▸ Data to process:
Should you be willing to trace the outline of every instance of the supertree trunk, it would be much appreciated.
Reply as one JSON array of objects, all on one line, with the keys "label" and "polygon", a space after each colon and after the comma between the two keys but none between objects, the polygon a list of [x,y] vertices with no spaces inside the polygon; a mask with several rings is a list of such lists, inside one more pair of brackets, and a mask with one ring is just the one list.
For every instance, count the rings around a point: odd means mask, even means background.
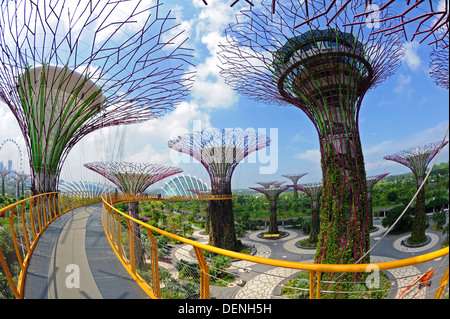
[{"label": "supertree trunk", "polygon": [[277,201],[270,201],[270,220],[268,234],[279,234],[277,220]]},{"label": "supertree trunk", "polygon": [[[214,195],[226,194],[217,193]],[[209,244],[214,247],[238,251],[239,245],[236,239],[232,205],[231,199],[211,201]]]},{"label": "supertree trunk", "polygon": [[[417,189],[419,189],[420,185],[423,183],[424,178],[424,176],[417,178]],[[417,193],[416,205],[414,208],[414,222],[408,243],[414,245],[425,242],[427,240],[427,236],[425,235],[426,229],[425,187],[422,187]]]},{"label": "supertree trunk", "polygon": [[[130,217],[138,219],[139,217],[139,202],[127,203],[127,213]],[[141,242],[141,231],[139,224],[131,222],[131,228],[134,236],[134,258],[137,269],[146,269],[144,245]]]}]

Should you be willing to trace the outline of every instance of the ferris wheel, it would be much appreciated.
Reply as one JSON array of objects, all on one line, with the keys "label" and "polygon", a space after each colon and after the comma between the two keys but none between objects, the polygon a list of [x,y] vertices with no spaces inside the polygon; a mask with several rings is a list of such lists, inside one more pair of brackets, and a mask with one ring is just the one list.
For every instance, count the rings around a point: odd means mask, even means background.
[{"label": "ferris wheel", "polygon": [[12,143],[12,144],[14,144],[17,147],[17,150],[19,151],[19,167],[18,167],[18,171],[19,172],[22,171],[22,169],[23,169],[23,155],[22,155],[22,150],[21,150],[21,148],[19,146],[19,143],[17,143],[12,138],[7,138],[6,140],[4,140],[3,142],[0,143],[0,152],[1,152],[2,148],[3,148],[3,146],[6,143]]}]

▸ What is required: Search the data for the string "willing" and copy every line where it appears.

▸ Exercise answer:
Should you be willing to trace the outline of every instance of the supertree trunk, it would be much appreciated.
Should you be willing to trace the outline of every instance of the ferris wheel, it would be much appreciated.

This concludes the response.